## TASK TO COMPLETE
What follows are records. Restate all of them word for word.

Segment Start: EXCERPTED RECORDS

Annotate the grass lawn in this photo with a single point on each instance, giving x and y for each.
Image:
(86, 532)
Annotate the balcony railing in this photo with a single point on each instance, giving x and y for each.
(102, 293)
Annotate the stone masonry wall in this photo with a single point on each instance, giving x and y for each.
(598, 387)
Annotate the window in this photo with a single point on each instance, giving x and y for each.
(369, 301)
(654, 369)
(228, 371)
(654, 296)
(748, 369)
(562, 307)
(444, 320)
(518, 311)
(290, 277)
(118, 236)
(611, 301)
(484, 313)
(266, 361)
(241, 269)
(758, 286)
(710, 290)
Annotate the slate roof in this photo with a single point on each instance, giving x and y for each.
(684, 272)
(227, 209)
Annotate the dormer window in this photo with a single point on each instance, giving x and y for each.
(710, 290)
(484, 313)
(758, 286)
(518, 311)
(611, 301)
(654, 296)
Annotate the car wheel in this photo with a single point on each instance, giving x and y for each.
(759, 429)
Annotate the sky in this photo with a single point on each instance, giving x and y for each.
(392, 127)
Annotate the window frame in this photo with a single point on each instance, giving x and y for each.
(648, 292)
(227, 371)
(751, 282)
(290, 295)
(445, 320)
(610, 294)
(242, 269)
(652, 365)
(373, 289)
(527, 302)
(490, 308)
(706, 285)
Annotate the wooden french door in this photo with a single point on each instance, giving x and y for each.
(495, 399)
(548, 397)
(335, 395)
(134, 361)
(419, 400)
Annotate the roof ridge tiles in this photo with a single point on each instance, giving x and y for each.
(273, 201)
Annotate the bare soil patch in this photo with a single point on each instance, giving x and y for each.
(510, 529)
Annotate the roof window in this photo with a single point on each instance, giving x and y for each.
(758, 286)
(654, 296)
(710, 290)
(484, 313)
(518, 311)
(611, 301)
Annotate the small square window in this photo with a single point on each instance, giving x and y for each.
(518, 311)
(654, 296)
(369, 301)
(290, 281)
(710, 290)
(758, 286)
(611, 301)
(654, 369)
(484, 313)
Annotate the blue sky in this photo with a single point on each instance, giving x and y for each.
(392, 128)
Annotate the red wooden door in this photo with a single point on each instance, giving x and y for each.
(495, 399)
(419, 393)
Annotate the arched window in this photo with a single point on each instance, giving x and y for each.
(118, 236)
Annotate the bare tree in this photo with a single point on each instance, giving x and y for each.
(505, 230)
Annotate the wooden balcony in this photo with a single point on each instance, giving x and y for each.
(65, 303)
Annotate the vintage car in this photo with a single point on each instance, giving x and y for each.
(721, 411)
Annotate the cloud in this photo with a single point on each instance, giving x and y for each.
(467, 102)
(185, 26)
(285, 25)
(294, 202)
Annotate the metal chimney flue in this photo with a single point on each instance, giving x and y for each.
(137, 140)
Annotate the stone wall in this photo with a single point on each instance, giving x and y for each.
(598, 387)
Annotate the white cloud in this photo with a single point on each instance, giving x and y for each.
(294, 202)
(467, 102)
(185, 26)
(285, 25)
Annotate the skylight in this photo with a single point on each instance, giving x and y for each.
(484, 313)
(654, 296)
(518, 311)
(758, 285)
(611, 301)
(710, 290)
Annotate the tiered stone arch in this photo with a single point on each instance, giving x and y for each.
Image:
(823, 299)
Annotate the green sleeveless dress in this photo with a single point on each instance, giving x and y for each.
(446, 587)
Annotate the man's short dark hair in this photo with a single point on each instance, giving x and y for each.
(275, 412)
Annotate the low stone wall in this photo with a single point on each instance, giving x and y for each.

Segment End: EXCERPTED RECORDS

## RESULT OF THIS TASK
Annotate the grass lawn in this photo with a single point on each instance, giving x and y for each.
Image:
(86, 532)
Annotate the balcony railing in this photo with a single point on each instance, giving x and y for each.
(102, 293)
Annotate the stone masonry wall in this photo with a single point on each instance, giving x and y for each.
(598, 387)
Annotate the window in this photo with a single point on each instance, giving x and y for each.
(369, 301)
(654, 369)
(228, 371)
(654, 296)
(748, 369)
(562, 307)
(444, 320)
(518, 311)
(290, 277)
(118, 236)
(611, 301)
(484, 313)
(266, 361)
(241, 269)
(758, 286)
(710, 290)
Annotate the slate roof in this photo with a single point on each instance, giving x and y for each.
(684, 272)
(227, 209)
Annotate the dormer window in this photo with a single point on each instance, giving x and y for each.
(710, 290)
(484, 313)
(758, 286)
(518, 311)
(611, 301)
(654, 296)
Annotate the car wheel in this photo with a single point on each instance, giving x and y for each.
(759, 429)
Annotate the sky in this photo with a single point on each instance, giving x and y for each.
(392, 127)
Annotate the window frame in this photo with a single point on each instance, giving x and y for each.
(648, 292)
(227, 371)
(751, 282)
(290, 295)
(445, 320)
(610, 294)
(242, 269)
(652, 365)
(373, 289)
(527, 302)
(490, 308)
(706, 285)
Annotate the wooden french door in this photo with a single point on each instance, giving x and y for each.
(495, 399)
(548, 397)
(335, 395)
(134, 361)
(419, 400)
Annotate the roof ridge tiles in this photo with a single point on each instance, giving x and y for each.
(273, 201)
Annotate the bare soil patch in this photo with a single point on each instance, giving x and y for each.
(510, 529)
Annotate the roof window in this photo with a single point on each instance, giving x and y for each.
(758, 286)
(654, 296)
(710, 290)
(484, 313)
(518, 311)
(611, 301)
Annotate the small square window in this photo with a single point on each instance, giving x and y for each.
(518, 311)
(654, 296)
(369, 301)
(290, 281)
(710, 290)
(758, 286)
(611, 301)
(654, 369)
(484, 313)
Annotate the blue sky in this photo with a single point on each instance, giving x and y for each.
(392, 128)
Annotate the red wooden door in this photo with a single point on each instance, giving x and y for each.
(495, 399)
(419, 393)
Annotate the arched window in this photo with a single point on each instance, giving x and y for each.
(118, 236)
Annotate the bare tree in this photo with a single point on each instance, giving x and y for each.
(505, 230)
Annotate the wooden balcony in this photo with a single point on each instance, giving x and y for each.
(65, 303)
Annotate the vintage car in this photo with a single point on each instance, giving x and y for each.
(721, 411)
Annotate the cloud in this photo with a single point on each instance, giving x and y for each.
(467, 102)
(185, 26)
(285, 25)
(294, 202)
Annotate the metal chimney flue in this photo with a single point on each instance, giving x and y for each.
(137, 140)
Annotate the stone wall in this photo with a single point on each instance, giving x and y for each.
(598, 387)
Annotate the white cloud in this photo with a single point on each instance, giving x and y for each.
(294, 202)
(467, 102)
(185, 26)
(285, 25)
Annotate the skylight in this photo with a single point on each instance, giving x and y for each.
(484, 313)
(654, 296)
(518, 311)
(758, 285)
(611, 301)
(710, 290)
Annotate the tiered stone arch in this photo with a single point on each instance, giving x and y for each.
Image:
(823, 299)
Annotate the green sleeveless dress in this photo with a single point on each instance, giving x and y for each.
(446, 587)
Annotate the man's short dark hair in this photo with a single point on each instance, giving x and y for each.
(275, 412)
Annotate the low stone wall in this photo with a single point on each instance, giving x and y for each.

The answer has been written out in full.